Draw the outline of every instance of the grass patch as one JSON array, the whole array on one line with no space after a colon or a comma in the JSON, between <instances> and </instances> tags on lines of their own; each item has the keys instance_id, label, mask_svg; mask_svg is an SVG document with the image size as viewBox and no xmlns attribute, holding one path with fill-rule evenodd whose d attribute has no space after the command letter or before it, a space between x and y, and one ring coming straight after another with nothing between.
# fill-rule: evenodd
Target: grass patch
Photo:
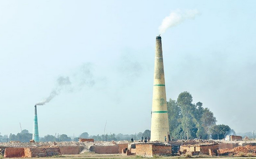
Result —
<instances>
[{"instance_id":1,"label":"grass patch","mask_svg":"<svg viewBox=\"0 0 256 159\"><path fill-rule=\"evenodd\" d=\"M52 156L51 157L51 158L65 158L66 157L62 155L55 155L55 156Z\"/></svg>"},{"instance_id":2,"label":"grass patch","mask_svg":"<svg viewBox=\"0 0 256 159\"><path fill-rule=\"evenodd\" d=\"M239 153L239 154L238 154L238 156L239 157L245 157L243 152Z\"/></svg>"},{"instance_id":3,"label":"grass patch","mask_svg":"<svg viewBox=\"0 0 256 159\"><path fill-rule=\"evenodd\" d=\"M247 153L247 157L253 157L253 154L251 153Z\"/></svg>"},{"instance_id":4,"label":"grass patch","mask_svg":"<svg viewBox=\"0 0 256 159\"><path fill-rule=\"evenodd\" d=\"M185 154L184 157L185 158L191 158L192 155L191 155L191 154L190 153L187 153L186 154Z\"/></svg>"},{"instance_id":5,"label":"grass patch","mask_svg":"<svg viewBox=\"0 0 256 159\"><path fill-rule=\"evenodd\" d=\"M153 155L153 158L154 159L156 159L156 158L161 158L161 157L160 156L159 156L159 155Z\"/></svg>"},{"instance_id":6,"label":"grass patch","mask_svg":"<svg viewBox=\"0 0 256 159\"><path fill-rule=\"evenodd\" d=\"M137 159L139 159L139 158L143 158L143 157L142 157L141 156L139 156L139 155L136 155L135 156L135 158L136 158Z\"/></svg>"}]
</instances>

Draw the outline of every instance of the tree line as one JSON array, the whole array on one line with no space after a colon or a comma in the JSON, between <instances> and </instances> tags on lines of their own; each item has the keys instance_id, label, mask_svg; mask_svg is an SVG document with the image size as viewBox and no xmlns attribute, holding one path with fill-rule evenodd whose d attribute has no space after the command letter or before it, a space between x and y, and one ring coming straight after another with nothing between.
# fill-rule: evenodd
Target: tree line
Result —
<instances>
[{"instance_id":1,"label":"tree line","mask_svg":"<svg viewBox=\"0 0 256 159\"><path fill-rule=\"evenodd\" d=\"M167 102L170 135L176 139L200 138L222 139L226 135L235 134L228 126L217 125L216 118L200 101L192 103L192 97L188 92L179 95L177 100Z\"/></svg>"}]
</instances>

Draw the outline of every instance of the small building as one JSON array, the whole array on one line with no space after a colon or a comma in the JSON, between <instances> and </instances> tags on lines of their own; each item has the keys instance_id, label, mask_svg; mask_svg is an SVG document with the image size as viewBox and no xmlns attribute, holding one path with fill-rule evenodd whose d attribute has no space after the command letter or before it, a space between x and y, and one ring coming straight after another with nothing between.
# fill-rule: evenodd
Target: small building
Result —
<instances>
[{"instance_id":1,"label":"small building","mask_svg":"<svg viewBox=\"0 0 256 159\"><path fill-rule=\"evenodd\" d=\"M180 147L180 151L182 154L189 152L192 155L201 154L210 156L218 155L218 143L186 145Z\"/></svg>"},{"instance_id":2,"label":"small building","mask_svg":"<svg viewBox=\"0 0 256 159\"><path fill-rule=\"evenodd\" d=\"M243 140L242 137L241 136L237 136L237 135L227 135L225 138L226 141L242 141Z\"/></svg>"},{"instance_id":3,"label":"small building","mask_svg":"<svg viewBox=\"0 0 256 159\"><path fill-rule=\"evenodd\" d=\"M136 154L146 157L153 157L154 155L171 156L172 147L161 143L137 144Z\"/></svg>"},{"instance_id":4,"label":"small building","mask_svg":"<svg viewBox=\"0 0 256 159\"><path fill-rule=\"evenodd\" d=\"M79 138L79 142L94 142L94 139L93 138L82 138L81 137Z\"/></svg>"}]
</instances>

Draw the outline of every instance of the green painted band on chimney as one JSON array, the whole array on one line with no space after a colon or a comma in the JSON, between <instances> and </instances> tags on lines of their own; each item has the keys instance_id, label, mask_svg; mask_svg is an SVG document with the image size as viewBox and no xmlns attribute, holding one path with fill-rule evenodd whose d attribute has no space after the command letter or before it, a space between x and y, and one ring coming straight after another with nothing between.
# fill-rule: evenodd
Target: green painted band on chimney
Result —
<instances>
[{"instance_id":1,"label":"green painted band on chimney","mask_svg":"<svg viewBox=\"0 0 256 159\"><path fill-rule=\"evenodd\" d=\"M166 86L165 85L154 85L154 86Z\"/></svg>"},{"instance_id":2,"label":"green painted band on chimney","mask_svg":"<svg viewBox=\"0 0 256 159\"><path fill-rule=\"evenodd\" d=\"M153 111L153 113L167 113L167 111Z\"/></svg>"}]
</instances>

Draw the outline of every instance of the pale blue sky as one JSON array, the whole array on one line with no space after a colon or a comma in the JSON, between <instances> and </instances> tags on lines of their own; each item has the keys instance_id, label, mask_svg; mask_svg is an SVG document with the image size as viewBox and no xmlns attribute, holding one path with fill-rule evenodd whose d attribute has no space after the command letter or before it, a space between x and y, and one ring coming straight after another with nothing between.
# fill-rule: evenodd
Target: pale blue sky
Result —
<instances>
[{"instance_id":1,"label":"pale blue sky","mask_svg":"<svg viewBox=\"0 0 256 159\"><path fill-rule=\"evenodd\" d=\"M40 136L150 129L155 36L171 11L197 9L162 35L167 98L190 92L218 124L256 129L254 0L1 0L0 132ZM85 65L88 76L81 74ZM94 85L80 85L81 79Z\"/></svg>"}]
</instances>

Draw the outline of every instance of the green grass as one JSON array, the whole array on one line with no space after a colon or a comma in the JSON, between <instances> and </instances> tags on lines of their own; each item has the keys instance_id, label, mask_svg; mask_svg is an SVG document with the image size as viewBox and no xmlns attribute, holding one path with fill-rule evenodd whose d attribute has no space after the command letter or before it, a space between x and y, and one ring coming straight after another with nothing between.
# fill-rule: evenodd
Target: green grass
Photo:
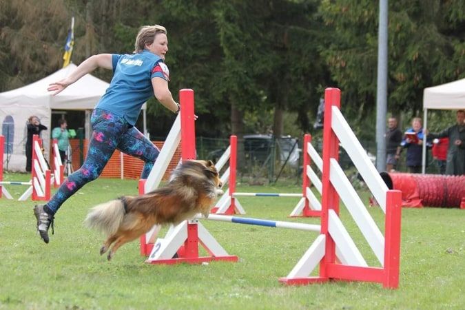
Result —
<instances>
[{"instance_id":1,"label":"green grass","mask_svg":"<svg viewBox=\"0 0 465 310\"><path fill-rule=\"evenodd\" d=\"M7 174L6 180L28 176ZM402 209L400 283L331 282L287 287L286 276L316 233L203 221L236 263L152 265L138 242L124 245L111 262L99 255L103 237L83 227L89 208L123 194L137 182L100 179L67 201L56 217L55 234L44 244L36 234L34 202L0 200L0 309L464 309L465 211ZM7 187L19 197L25 187ZM299 192L296 186L240 185L238 192ZM362 192L364 201L368 194ZM247 216L289 219L298 198L241 197ZM369 211L382 227L378 208ZM341 219L371 265L377 265L350 216Z\"/></svg>"}]
</instances>

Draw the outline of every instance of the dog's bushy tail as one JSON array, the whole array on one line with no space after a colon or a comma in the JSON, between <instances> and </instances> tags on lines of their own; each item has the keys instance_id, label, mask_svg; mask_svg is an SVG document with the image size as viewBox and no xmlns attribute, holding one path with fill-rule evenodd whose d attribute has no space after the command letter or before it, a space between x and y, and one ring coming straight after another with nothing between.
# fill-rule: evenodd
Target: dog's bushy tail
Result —
<instances>
[{"instance_id":1,"label":"dog's bushy tail","mask_svg":"<svg viewBox=\"0 0 465 310\"><path fill-rule=\"evenodd\" d=\"M123 201L112 200L94 207L84 220L84 225L111 236L118 231L124 215Z\"/></svg>"}]
</instances>

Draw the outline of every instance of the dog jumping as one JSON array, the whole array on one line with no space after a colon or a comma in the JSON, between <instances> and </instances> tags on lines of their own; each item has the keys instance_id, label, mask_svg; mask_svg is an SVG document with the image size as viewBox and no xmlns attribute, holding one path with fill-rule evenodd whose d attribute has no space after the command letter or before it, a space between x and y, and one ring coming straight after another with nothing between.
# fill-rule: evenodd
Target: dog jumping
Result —
<instances>
[{"instance_id":1,"label":"dog jumping","mask_svg":"<svg viewBox=\"0 0 465 310\"><path fill-rule=\"evenodd\" d=\"M107 256L148 231L155 225L178 225L198 213L208 217L223 183L211 161L186 161L166 186L138 196L125 196L92 209L84 223L107 237L100 249Z\"/></svg>"}]
</instances>

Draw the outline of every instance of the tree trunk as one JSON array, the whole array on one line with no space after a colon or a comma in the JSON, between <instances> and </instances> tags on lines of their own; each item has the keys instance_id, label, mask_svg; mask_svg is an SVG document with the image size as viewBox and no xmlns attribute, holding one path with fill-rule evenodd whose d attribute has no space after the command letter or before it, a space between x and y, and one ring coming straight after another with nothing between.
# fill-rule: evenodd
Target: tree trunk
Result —
<instances>
[{"instance_id":1,"label":"tree trunk","mask_svg":"<svg viewBox=\"0 0 465 310\"><path fill-rule=\"evenodd\" d=\"M273 134L276 138L282 136L284 132L283 116L284 110L280 104L277 103L274 108L274 119L273 121Z\"/></svg>"}]
</instances>

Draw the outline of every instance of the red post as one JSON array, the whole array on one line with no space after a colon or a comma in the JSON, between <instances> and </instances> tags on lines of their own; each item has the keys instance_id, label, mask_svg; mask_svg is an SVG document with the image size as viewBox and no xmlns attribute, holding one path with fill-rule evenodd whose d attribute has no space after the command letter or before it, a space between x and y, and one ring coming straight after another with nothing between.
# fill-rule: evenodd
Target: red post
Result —
<instances>
[{"instance_id":1,"label":"red post","mask_svg":"<svg viewBox=\"0 0 465 310\"><path fill-rule=\"evenodd\" d=\"M383 287L389 289L397 289L399 287L402 206L402 192L398 190L388 191L386 195L384 280L383 281Z\"/></svg>"},{"instance_id":2,"label":"red post","mask_svg":"<svg viewBox=\"0 0 465 310\"><path fill-rule=\"evenodd\" d=\"M37 192L36 191L36 187L34 185L34 179L36 178L36 169L35 169L35 165L34 165L34 163L36 161L37 159L37 154L36 154L36 148L35 148L35 145L36 142L39 143L39 145L40 146L40 139L39 138L39 136L37 134L34 134L32 136L32 158L31 159L32 163L31 163L31 180L32 183L32 199L33 200L39 200L38 198L39 196L37 196Z\"/></svg>"},{"instance_id":3,"label":"red post","mask_svg":"<svg viewBox=\"0 0 465 310\"><path fill-rule=\"evenodd\" d=\"M43 193L43 198L42 198L42 200L48 201L50 200L50 187L51 185L50 183L52 183L52 172L50 171L50 169L45 170L45 193Z\"/></svg>"},{"instance_id":4,"label":"red post","mask_svg":"<svg viewBox=\"0 0 465 310\"><path fill-rule=\"evenodd\" d=\"M145 194L145 181L147 180L141 178L139 179L139 195L143 195ZM143 256L148 256L150 255L152 251L152 248L153 248L153 245L152 245L152 248L149 250L148 245L147 244L147 240L145 238L145 234L143 234L139 238L140 242L140 249L141 249L141 255Z\"/></svg>"},{"instance_id":5,"label":"red post","mask_svg":"<svg viewBox=\"0 0 465 310\"><path fill-rule=\"evenodd\" d=\"M196 132L194 124L194 90L179 91L181 114L181 158L196 159Z\"/></svg>"},{"instance_id":6,"label":"red post","mask_svg":"<svg viewBox=\"0 0 465 310\"><path fill-rule=\"evenodd\" d=\"M181 114L181 158L183 161L196 159L196 131L194 119L194 90L179 91ZM187 238L178 251L185 258L198 257L198 234L197 224L188 224Z\"/></svg>"},{"instance_id":7,"label":"red post","mask_svg":"<svg viewBox=\"0 0 465 310\"><path fill-rule=\"evenodd\" d=\"M320 264L320 276L327 279L328 264L335 261L335 243L328 230L329 210L339 214L339 195L329 181L330 160L339 159L339 140L331 128L332 107L340 107L340 90L324 90L324 121L323 124L323 171L322 176L321 234L326 235L325 255Z\"/></svg>"},{"instance_id":8,"label":"red post","mask_svg":"<svg viewBox=\"0 0 465 310\"><path fill-rule=\"evenodd\" d=\"M310 165L310 155L309 155L309 143L311 141L311 136L309 134L304 135L304 147L303 147L303 171L302 172L302 195L305 199L305 205L302 210L304 216L308 216L310 207L309 207L309 200L307 198L307 188L310 187L310 180L307 174L307 167Z\"/></svg>"},{"instance_id":9,"label":"red post","mask_svg":"<svg viewBox=\"0 0 465 310\"><path fill-rule=\"evenodd\" d=\"M0 136L0 182L3 180L3 154L5 152L5 137ZM0 184L0 198L1 198L2 188Z\"/></svg>"},{"instance_id":10,"label":"red post","mask_svg":"<svg viewBox=\"0 0 465 310\"><path fill-rule=\"evenodd\" d=\"M229 155L229 196L231 197L231 205L226 210L225 214L234 214L236 209L236 198L233 194L236 192L236 176L237 173L237 157L238 157L238 137L237 136L231 136L229 138L229 145L231 146L231 154Z\"/></svg>"}]
</instances>

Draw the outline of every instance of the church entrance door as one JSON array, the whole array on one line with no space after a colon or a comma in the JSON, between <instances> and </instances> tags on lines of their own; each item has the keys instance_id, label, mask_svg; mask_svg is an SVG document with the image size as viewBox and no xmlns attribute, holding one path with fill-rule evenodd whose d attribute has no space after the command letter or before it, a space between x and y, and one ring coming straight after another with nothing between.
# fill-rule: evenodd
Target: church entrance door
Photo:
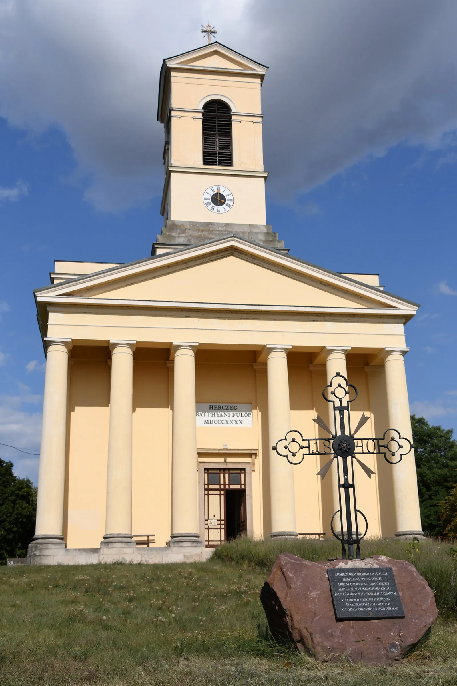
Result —
<instances>
[{"instance_id":1,"label":"church entrance door","mask_svg":"<svg viewBox=\"0 0 457 686\"><path fill-rule=\"evenodd\" d=\"M246 533L246 470L204 471L205 545L214 547Z\"/></svg>"}]
</instances>

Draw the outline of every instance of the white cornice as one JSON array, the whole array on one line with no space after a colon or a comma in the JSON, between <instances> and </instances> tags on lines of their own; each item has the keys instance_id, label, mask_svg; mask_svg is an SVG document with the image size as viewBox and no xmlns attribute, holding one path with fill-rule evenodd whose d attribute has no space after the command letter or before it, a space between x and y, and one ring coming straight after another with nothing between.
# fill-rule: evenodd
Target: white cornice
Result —
<instances>
[{"instance_id":1,"label":"white cornice","mask_svg":"<svg viewBox=\"0 0 457 686\"><path fill-rule=\"evenodd\" d=\"M398 314L400 314L399 311L407 311L410 313L415 311L419 307L415 303L410 303L386 291L380 291L375 287L355 281L347 276L328 271L316 265L284 255L275 250L264 248L258 244L233 235L221 238L219 240L210 241L208 243L189 246L188 248L147 258L138 262L120 265L118 267L113 267L95 274L79 276L72 279L70 283L66 282L47 286L44 289L39 289L36 293L38 298L71 295L71 294L75 294L76 292L83 288L99 286L103 284L109 286L110 283L117 282L121 279L136 275L140 276L147 272L153 272L158 268L164 266L175 266L179 268L180 263L188 265L189 261L202 257L210 259L212 255L217 256L218 253L230 251L230 249L235 252L239 251L241 253L258 257L262 261L282 267L288 271L310 277L316 282L317 287L319 287L320 282L327 286L334 286L338 290L346 291L365 298L369 298L373 300L375 303L379 303L384 313L386 313L386 309L390 307L393 308ZM71 300L75 300L75 297L72 296ZM93 298L89 298L89 300L92 300ZM212 306L214 307L214 304ZM367 314L368 311L367 308L354 307L349 309L353 309L358 314L362 312ZM376 307L375 305L374 309L377 312L378 311L378 308ZM330 311L332 311L332 308L330 308Z\"/></svg>"},{"instance_id":2,"label":"white cornice","mask_svg":"<svg viewBox=\"0 0 457 686\"><path fill-rule=\"evenodd\" d=\"M77 296L37 296L38 303L49 306L58 305L85 305L92 307L110 306L116 307L145 307L153 309L223 310L240 312L275 312L310 314L350 314L358 316L375 315L382 316L413 316L415 309L399 309L387 307L335 307L289 305L250 305L240 303L197 303L180 300L146 300L120 298L86 298Z\"/></svg>"}]
</instances>

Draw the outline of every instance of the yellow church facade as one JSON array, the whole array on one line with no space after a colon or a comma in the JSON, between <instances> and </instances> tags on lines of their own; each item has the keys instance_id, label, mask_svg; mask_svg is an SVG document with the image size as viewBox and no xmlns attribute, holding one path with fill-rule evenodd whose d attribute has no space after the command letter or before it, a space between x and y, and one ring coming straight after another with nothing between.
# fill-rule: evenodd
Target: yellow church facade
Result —
<instances>
[{"instance_id":1,"label":"yellow church facade","mask_svg":"<svg viewBox=\"0 0 457 686\"><path fill-rule=\"evenodd\" d=\"M35 292L47 368L32 564L203 560L243 534L329 537L327 459L293 466L272 447L291 427L325 436L312 420L329 417L322 390L337 372L358 390L366 436L411 438L404 327L418 305L377 275L290 256L266 224L266 71L219 43L165 60L152 255L58 261ZM421 535L413 453L365 462L367 536Z\"/></svg>"}]
</instances>

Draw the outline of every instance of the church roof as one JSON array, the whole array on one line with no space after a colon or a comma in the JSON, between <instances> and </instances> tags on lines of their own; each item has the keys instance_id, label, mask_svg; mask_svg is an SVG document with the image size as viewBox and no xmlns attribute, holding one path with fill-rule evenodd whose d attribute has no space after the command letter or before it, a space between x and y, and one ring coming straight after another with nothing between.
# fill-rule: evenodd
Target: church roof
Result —
<instances>
[{"instance_id":1,"label":"church roof","mask_svg":"<svg viewBox=\"0 0 457 686\"><path fill-rule=\"evenodd\" d=\"M221 67L205 64L195 65L189 64L188 62L193 58L195 60L201 59L207 55L217 54L221 56L228 58L232 66ZM251 74L257 74L260 77L260 82L263 80L268 67L260 64L260 62L255 62L240 52L236 52L231 47L219 43L217 40L210 43L208 45L203 45L193 50L188 50L187 52L180 53L179 55L173 55L172 57L166 58L162 62L160 69L160 77L159 80L159 94L158 104L157 108L157 120L163 123L164 122L164 100L166 91L166 80L169 71L171 67L182 69L199 69L202 71L234 71L238 73L249 72Z\"/></svg>"},{"instance_id":2,"label":"church roof","mask_svg":"<svg viewBox=\"0 0 457 686\"><path fill-rule=\"evenodd\" d=\"M69 295L73 299L76 292L86 286L90 287L95 282L99 283L101 281L109 281L112 278L119 278L127 273L132 274L136 271L142 272L145 270L153 269L156 264L164 263L167 261L175 262L177 259L178 261L181 259L186 260L190 257L197 257L197 255L208 254L213 251L217 252L230 246L238 248L253 254L256 253L259 257L262 256L264 258L267 258L269 261L277 263L278 265L280 263L286 268L288 266L293 270L298 270L304 274L312 276L313 279L317 279L318 282L323 284L328 281L337 287L342 287L345 290L354 292L354 294L357 293L358 296L377 300L379 305L382 307L387 306L389 308L398 308L402 310L406 307L410 313L408 319L414 316L415 314L414 311L420 307L417 303L415 303L413 300L408 300L388 291L381 290L375 286L358 281L341 273L301 259L299 257L284 255L275 248L267 248L255 241L241 237L234 233L223 238L216 238L204 243L177 248L176 250L145 257L133 262L119 264L109 269L102 270L92 274L82 274L74 279L61 281L58 284L36 289L34 293L36 298L47 295L51 296ZM46 298L45 299L46 300Z\"/></svg>"}]
</instances>

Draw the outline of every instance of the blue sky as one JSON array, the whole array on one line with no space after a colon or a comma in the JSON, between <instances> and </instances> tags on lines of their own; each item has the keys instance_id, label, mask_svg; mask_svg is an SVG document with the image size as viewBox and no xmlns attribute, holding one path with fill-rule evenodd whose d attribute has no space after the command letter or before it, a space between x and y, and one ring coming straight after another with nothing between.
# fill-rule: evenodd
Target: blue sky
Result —
<instances>
[{"instance_id":1,"label":"blue sky","mask_svg":"<svg viewBox=\"0 0 457 686\"><path fill-rule=\"evenodd\" d=\"M100 29L108 16L108 4L116 12L109 15L112 23ZM0 0L0 15L7 5ZM335 12L330 10L341 5L349 15L354 11L354 22L362 22L357 0L323 0L319 12L305 0L286 2L299 14L301 35L311 24L317 38L310 47L310 38L301 49L299 36L297 47L291 40L280 51L262 40L277 25L275 5L269 0L261 5L260 37L259 31L249 34L256 0L235 2L236 16L230 19L217 3L196 2L203 10L195 19L182 3L184 19L175 34L168 40L161 34L153 54L149 29L160 17L143 0L132 0L128 10L118 0L110 4L69 0L65 11L73 8L78 16L83 15L81 26L73 21L76 15L62 15L53 23L64 6L53 0L34 4L24 0L18 5L21 16L10 12L3 16L5 40L0 47L1 57L11 36L16 43L32 45L29 62L14 62L20 51L12 48L10 62L0 60L0 442L23 449L39 446L45 358L32 291L49 283L53 259L127 262L150 254L162 226L162 134L155 122L158 70L164 56L200 45L198 29L206 23L208 8L214 10L214 23L219 22L221 42L271 67L264 87L265 165L271 172L269 223L292 255L336 272L379 272L386 289L421 303L418 315L406 327L411 408L432 423L457 428L457 51L443 51L445 26L457 26L455 5L439 0L374 3L382 8L382 16L375 17L377 35L381 20L389 30L392 12L399 7L421 8L428 31L433 5L434 16L441 23L434 25L431 47L425 29L416 30L405 23L400 38L404 44L409 41L407 58L399 49L395 53L394 39L387 36L388 50L381 45L374 67L367 67L367 73L358 73L354 83L351 65L357 58L363 62L371 47L361 41L352 47L354 54L345 54L347 42L343 40L340 61L345 69L334 64L328 67L332 48L325 51L321 46L328 41L318 38L329 32L334 36ZM146 24L148 28L147 22L140 21L142 9L148 30L143 27ZM88 16L92 23L86 21ZM240 16L246 19L244 32L236 31ZM362 28L367 34L373 30L373 19L369 13L364 19ZM401 27L402 18L397 19ZM166 25L169 20L163 21ZM345 30L358 35L351 21L349 16ZM96 38L90 33L92 29L99 32ZM72 43L72 32L83 35L84 51L77 41ZM123 75L118 68L122 50ZM286 87L282 81L286 58L304 60L304 53L309 73L303 92L310 89L313 97L301 102L299 88L298 95L291 95L291 102L298 98L303 116L284 127L277 95ZM426 68L422 66L424 54ZM42 65L42 82L37 82L37 63ZM63 80L56 64L60 69L66 64ZM100 72L98 81L95 64ZM336 94L331 78L323 76L338 69L343 71ZM391 75L385 79L388 72ZM312 83L312 73L322 78ZM427 79L433 88L423 86ZM438 82L441 91L434 85ZM113 84L114 95L108 88ZM141 84L148 89L138 95ZM125 95L122 107L119 93ZM321 118L324 109L325 117ZM284 130L288 132L294 121L301 132L289 143ZM1 446L0 456L14 462L18 474L36 481L36 457Z\"/></svg>"}]
</instances>

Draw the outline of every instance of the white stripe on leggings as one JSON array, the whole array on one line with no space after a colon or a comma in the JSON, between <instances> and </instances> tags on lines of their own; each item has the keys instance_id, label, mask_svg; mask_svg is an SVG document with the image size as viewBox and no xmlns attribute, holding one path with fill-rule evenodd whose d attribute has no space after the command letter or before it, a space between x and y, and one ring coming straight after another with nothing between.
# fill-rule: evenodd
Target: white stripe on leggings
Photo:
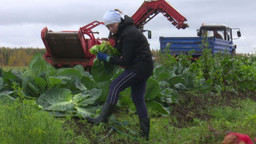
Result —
────────────────────────────────────────
WHAT TO PRODUCE:
Take the records above from the line with "Draw the outline of every instance of the white stripe" down to their last line and please copy those lines exactly, without the pictures.

FINAL RESULT:
Draw the outline of every instance of the white stripe on leggings as one JSON array, the whole array on one line with no space after a colon or a comma in the JSON, between <instances> and </instances> tags on lines of their own; each item has the keys instance_id, label, mask_svg; mask_svg is an SVG document with the image size as viewBox and no xmlns attribute, holding one path with fill-rule evenodd whose d attribute has no space after the command letter or before it, a space between x and y, and one ring coming straight after another with nothing between.
# fill-rule: evenodd
Target: white stripe on leggings
Photo:
Result —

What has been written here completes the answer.